GIVEN TASK
Rewrite all of the entries below, putting "one point for each instance" wherever "one point per instance" appears and keeping every other word the same.

[Records of labeled points]
## Start

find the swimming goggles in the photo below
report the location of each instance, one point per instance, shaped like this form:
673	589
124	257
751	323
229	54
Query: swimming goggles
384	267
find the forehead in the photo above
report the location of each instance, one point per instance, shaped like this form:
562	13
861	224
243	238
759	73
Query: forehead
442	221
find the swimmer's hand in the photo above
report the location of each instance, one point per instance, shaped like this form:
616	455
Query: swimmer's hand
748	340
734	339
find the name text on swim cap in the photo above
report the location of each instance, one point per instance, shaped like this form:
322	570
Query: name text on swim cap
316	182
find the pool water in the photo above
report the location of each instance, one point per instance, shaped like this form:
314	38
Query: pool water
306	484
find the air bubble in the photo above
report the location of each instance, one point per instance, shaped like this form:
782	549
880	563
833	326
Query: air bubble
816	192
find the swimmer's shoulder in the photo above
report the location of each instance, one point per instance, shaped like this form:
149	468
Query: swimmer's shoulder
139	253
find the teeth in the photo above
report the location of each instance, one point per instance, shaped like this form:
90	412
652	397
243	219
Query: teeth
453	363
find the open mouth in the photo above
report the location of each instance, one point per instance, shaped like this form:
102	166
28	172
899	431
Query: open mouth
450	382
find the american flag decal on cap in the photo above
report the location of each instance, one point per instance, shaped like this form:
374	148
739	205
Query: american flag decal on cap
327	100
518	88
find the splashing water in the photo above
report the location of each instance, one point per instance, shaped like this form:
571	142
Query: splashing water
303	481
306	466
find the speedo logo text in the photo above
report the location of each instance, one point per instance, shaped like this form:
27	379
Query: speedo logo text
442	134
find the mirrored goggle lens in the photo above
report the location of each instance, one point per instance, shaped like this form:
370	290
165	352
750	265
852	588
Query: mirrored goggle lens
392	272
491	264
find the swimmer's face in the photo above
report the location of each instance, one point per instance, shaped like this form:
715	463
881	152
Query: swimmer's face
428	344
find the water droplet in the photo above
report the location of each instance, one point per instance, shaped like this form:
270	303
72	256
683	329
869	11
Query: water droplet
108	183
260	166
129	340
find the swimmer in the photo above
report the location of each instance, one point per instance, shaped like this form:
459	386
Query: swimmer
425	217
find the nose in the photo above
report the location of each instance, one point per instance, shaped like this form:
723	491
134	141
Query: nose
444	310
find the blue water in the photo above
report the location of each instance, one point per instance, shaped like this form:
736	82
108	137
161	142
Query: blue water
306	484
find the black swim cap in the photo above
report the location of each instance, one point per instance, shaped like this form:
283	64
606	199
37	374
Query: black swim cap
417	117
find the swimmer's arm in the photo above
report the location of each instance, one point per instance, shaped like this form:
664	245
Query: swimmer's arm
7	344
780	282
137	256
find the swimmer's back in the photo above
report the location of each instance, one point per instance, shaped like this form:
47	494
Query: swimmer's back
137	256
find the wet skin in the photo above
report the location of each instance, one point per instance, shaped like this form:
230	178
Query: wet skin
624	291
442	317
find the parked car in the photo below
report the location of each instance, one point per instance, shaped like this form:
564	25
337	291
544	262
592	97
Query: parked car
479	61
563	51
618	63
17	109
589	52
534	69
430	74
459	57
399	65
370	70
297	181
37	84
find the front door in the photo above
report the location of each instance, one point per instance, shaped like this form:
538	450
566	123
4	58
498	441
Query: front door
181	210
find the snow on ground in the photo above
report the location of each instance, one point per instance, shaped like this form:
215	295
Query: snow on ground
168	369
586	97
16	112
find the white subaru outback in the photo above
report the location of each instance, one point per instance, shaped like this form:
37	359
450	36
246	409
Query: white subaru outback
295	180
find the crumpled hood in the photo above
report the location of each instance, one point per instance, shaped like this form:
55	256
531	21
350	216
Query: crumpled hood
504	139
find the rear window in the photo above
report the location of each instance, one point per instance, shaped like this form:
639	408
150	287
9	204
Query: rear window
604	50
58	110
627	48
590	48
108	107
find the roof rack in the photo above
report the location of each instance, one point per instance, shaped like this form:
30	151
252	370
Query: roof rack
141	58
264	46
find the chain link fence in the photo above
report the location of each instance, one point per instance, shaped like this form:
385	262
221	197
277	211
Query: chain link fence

## End

RESULT OF THIS EXERCISE
find the swimming goggles in the photo below
report the location of each instance, one point for each instance, shaped like this form:
673	589
124	257
751	323
229	54
Query: swimming goggles
384	267
find the forehead in the photo above
report the location of each instance, one point for each instance, shaped like this form:
562	13
861	224
243	238
759	73
Query: forehead
442	221
find the swimmer's hand in the photo above
report the location of each instance, one point for each instance, shaped like this form:
616	455
Query: swimmer's hand
748	340
734	339
find the name text on swim cap in the photo above
report the location of each instance, one point for each instance, shaped like this form:
322	570
Query: name text on swim cap
316	182
find the pool water in the photo above
report the location of each instance, one point for each instance, shaped like this form:
314	38
Query: pool water
306	484
find the air bubble in the photo above
report the location of each instance, one point for each instance, shaped like this form:
782	549
880	563
833	326
Query: air bubble
816	192
find the swimmer's shoulder in the photo above
report the location of each instance, one point for each instance, shaped like this form:
149	468
Query: swimmer's shoulder
139	253
find the teeth in the photo above
report the location of each instance, one point for each instance, shaped like this form:
90	412
652	397
243	219
Query: teeth
453	363
find the open mouth in the photo above
report the location of each instance, one point for each instance, shaped like this form:
102	166
28	172
899	431
Query: open mouth
450	382
find the american flag decal on cap in the photo above
report the location of each instance, one point for each instance, shaped like this form:
374	148
739	205
Query: american flag decal on cap
327	100
518	88
find the splashing water in the photo above
report the location of each instance, one point for each instance, shaped like this form:
571	142
Query: splashing water
303	481
306	466
find the speedo logo text in the photo above
report the location of each instance, one point for each instance, shaped like this form:
27	379
Query: speedo logo text
442	134
find the mirrored goggle lens in the photo above
report the location of each instance, one point for each instance, shaped like this form:
370	290
165	352
750	265
852	588
Query: mirrored goggle lens
392	272
491	264
find the swimmer's face in the photo above
report the location of each instance, one point for each instance, shaped like this form:
715	463
881	152
Query: swimmer's face
428	344
find the water droplet in the photo above
report the location of each instance, one point for each instance, shaped like this form:
270	303
72	256
683	329
869	11
Query: water droplet
108	183
260	166
129	340
find the swimmer in the photo above
report the location of each instance, one point for each instance, shaped like this form:
459	386
Query: swimmer
425	217
find the nose in the photo above
report the location of each instance, one point for each instance, shaped like this form:
723	491
134	141
Query: nose
444	310
find the blue water in the photo above
report the location of each instance, one point for each instance, shaped like this form:
736	82
108	137
161	142
Query: blue water
306	484
find the black swim cap in the photo above
report the location of each instance, one point for each instance, shaped like this form:
283	64
606	199
37	374
Query: black swim cap
417	117
find the swimmer's arm in the photo above
report the location of each instance, one point for each instance, shaped like this form:
664	245
Query: swimmer's arm
7	344
780	282
137	256
find the swimmer's back in the photo above
report the location of each instance, one point for each instance, shaped like this form:
47	494
Query: swimmer's back
137	256
find the wet skin in the photo above
report the location of each instance, one point for each instance, shaped like this form:
230	178
Query: wet skin
624	291
442	317
find the parked car in the photo below
report the location of each instance, one point for each instance, shaped like this form:
564	25
337	291
544	262
592	97
Query: parked car
479	61
563	51
618	63
17	109
589	52
534	69
430	74
459	57
399	65
370	70
297	181
37	84
find the front door in the photo above
report the location of each instance, one point for each instance, shaped like this form:
538	450
566	123
4	58
498	441
Query: front door
181	210
find the snow on ground in the photo above
report the location of each instance, one point for each instance, shaped like this form:
215	295
Query: snow on ground
168	369
586	97
16	112
find the white subaru outback in the photo above
report the location of each instance, one point for each instance, shaped like this form:
37	359
450	36
246	409
Query: white subaru outback
295	180
find the crumpled hood in the photo above
report the location of each instance, one point for each instance, shaped like this form:
55	256
531	21
350	216
Query: crumpled hood
504	139
find the rear window in the photo above
report the location of each instance, one point for each instance, shaped like this form:
639	408
150	287
9	204
Query: rear window
604	50
58	110
627	48
590	48
108	107
find the roof rack in the photo above
report the location of each instance, one point for each instance, shaped like this form:
30	151
252	370
Query: roof rack
141	58
264	46
find the chain link fence in the photo above
report the location of each instance, one point for each instance, shaped like this form:
385	262
221	197
277	211
Query: chain link fence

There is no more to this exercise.